> [Instructions to follow]
Reproduce every line of the material below without any change.

[Extracted records]
* * * * * * * * *
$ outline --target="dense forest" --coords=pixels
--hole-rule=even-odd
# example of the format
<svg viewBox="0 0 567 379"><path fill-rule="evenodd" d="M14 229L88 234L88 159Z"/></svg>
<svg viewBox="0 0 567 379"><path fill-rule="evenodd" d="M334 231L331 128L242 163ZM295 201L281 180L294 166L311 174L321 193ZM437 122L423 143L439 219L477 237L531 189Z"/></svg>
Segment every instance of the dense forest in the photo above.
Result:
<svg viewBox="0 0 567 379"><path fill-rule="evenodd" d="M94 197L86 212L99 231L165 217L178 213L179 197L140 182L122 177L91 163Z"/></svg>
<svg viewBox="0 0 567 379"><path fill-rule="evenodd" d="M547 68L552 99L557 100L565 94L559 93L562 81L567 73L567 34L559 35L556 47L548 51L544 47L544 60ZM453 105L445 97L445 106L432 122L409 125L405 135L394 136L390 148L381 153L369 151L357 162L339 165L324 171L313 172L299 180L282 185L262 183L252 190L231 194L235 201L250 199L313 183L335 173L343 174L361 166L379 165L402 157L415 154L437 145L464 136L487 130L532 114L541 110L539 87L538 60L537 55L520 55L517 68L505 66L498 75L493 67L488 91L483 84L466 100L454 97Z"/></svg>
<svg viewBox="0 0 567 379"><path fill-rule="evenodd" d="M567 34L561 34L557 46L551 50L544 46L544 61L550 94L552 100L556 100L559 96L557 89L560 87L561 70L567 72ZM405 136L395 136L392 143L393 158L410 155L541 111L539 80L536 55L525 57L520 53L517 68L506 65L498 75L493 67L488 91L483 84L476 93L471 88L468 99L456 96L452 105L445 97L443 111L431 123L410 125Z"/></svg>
* * * * * * * * *
> [Written reply]
$ outline --target="dense forest" --coords=pixels
--hole-rule=even-odd
# example of the format
<svg viewBox="0 0 567 379"><path fill-rule="evenodd" d="M14 229L88 234L88 159Z"/></svg>
<svg viewBox="0 0 567 379"><path fill-rule="evenodd" d="M334 231L331 128L242 163ZM295 201L281 180L294 166L311 174L321 193ZM437 122L423 143L439 219L477 237L531 189Z"/></svg>
Segment every instance of the dense forest in the photo above.
Result:
<svg viewBox="0 0 567 379"><path fill-rule="evenodd" d="M94 197L86 212L99 231L165 217L178 213L179 197L140 182L122 177L91 163Z"/></svg>
<svg viewBox="0 0 567 379"><path fill-rule="evenodd" d="M547 68L552 99L557 100L565 94L559 93L562 81L567 73L567 34L559 35L556 47L548 51L544 47L544 60ZM453 105L445 97L445 106L432 122L409 125L405 135L394 136L390 148L381 153L369 151L357 162L339 165L324 171L313 172L299 180L282 185L262 183L252 190L231 194L235 201L250 199L313 183L335 173L343 174L361 166L379 165L402 157L415 154L437 145L464 136L487 130L532 114L541 110L539 87L538 60L537 55L520 55L517 68L505 66L498 75L493 67L488 91L483 84L466 100L454 97Z"/></svg>
<svg viewBox="0 0 567 379"><path fill-rule="evenodd" d="M567 34L561 34L557 46L551 50L544 46L544 61L550 94L552 100L556 100L559 96L557 89L560 87L561 70L567 72ZM405 136L395 136L392 143L393 158L410 155L541 111L539 80L536 55L525 57L520 53L517 68L506 65L498 75L493 67L488 91L483 84L476 93L471 88L468 99L456 96L452 105L445 97L443 111L431 123L410 125Z"/></svg>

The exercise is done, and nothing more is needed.